───── Selected extract ─────

[ovs-dev] upstreaming datapath

Ben Pfaff blp at nicira.com
Mon Oct 19 18:15:33 UTC 2009

Stephen Hemminger <shemminger at vyatta.com> writes:

> I would like to cleanup and submit the current datapath to the kernel
> drivers staging tree. This would get wider review from kernel developers.
> My long term goal is to have a unified interface (netlink) for bridging that
> works for both existing bridge and openvswitch.
> BUT it would also mean removing all the compatiablity code for older kernels.

Hi Stephen.  I know you as a kernel developer from reading
linux-kernel for 10 years or more, but I didn't realize before
that you worked at Vyatta.

Removing compatibility code should be easy, because we've been
conscientiously following a model where we always update our
kernel code to the latest kernel version and insert compatibility
code into compatibility headers that make old kernels look like
newer ones.  There are a few places where this didn't quite work,
but by and large just "rm -r compat-2.6" should be sufficient to
delete compatibility code.

Oh, and we'd delete the brcompat module entirely, too, of course.
Its initial purpose is obsolete, so we don't need it longer

The main place where the openvswitch module is actively
incompatible with anything in the upstream kernel is the bridge
hook (br_handle_frame_hook).  My thought there is that this hook
should become per-net_device, so that the existing Linux bridge
and openvswitch can coexist in a single system (which is useful,
and yet OVS can't support it right now).  Does that make sense to

We'd also need to decide on a sysfs interface for openvswitch.
Currently the code emulates the existing bridge's sysfs
interface, because we needed compatibility, but clearly it's not
completely suitable and we should design something better.

What kind of unified interface do you have in mind?  I can
imagine using the same netlink calls for, say, adding and
removing bridges and ports.  But both the existing bridge and the
openvswitch also have functionality that the other does not.  It
would not make sense to try to shoehorn both into exactly the
same interface.

───── Dataset extract ─────

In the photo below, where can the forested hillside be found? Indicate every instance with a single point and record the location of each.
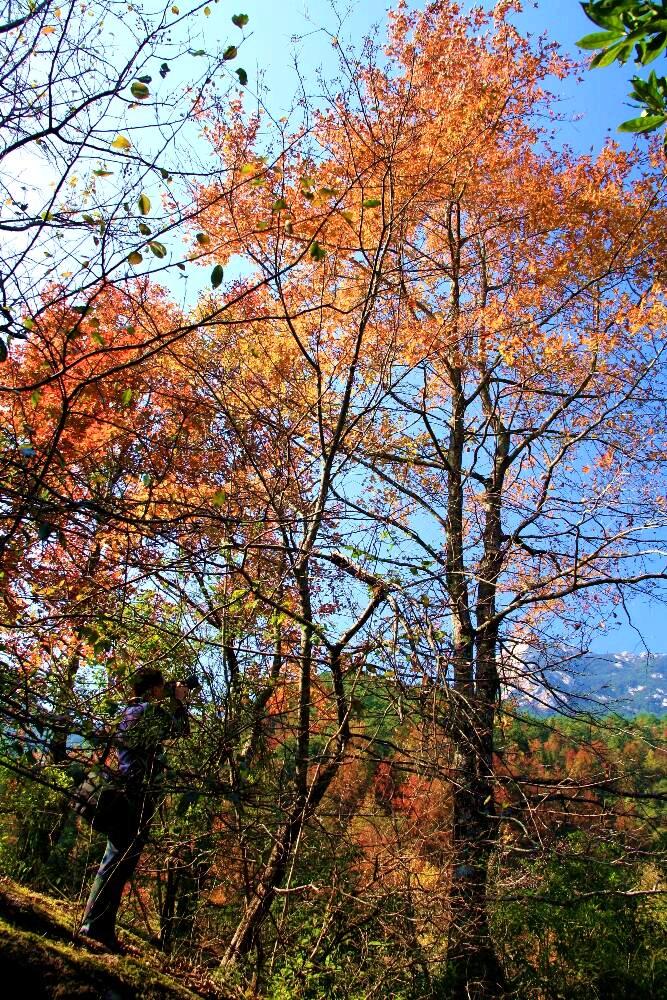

─────

Written request: In the mailing-list post about upstreaming the datapath, which hook is named as the main place where the openvswitch module is actively incompatible with the upstream kernel?

Answer to this task: The bridge hook, br_handle_frame_hook.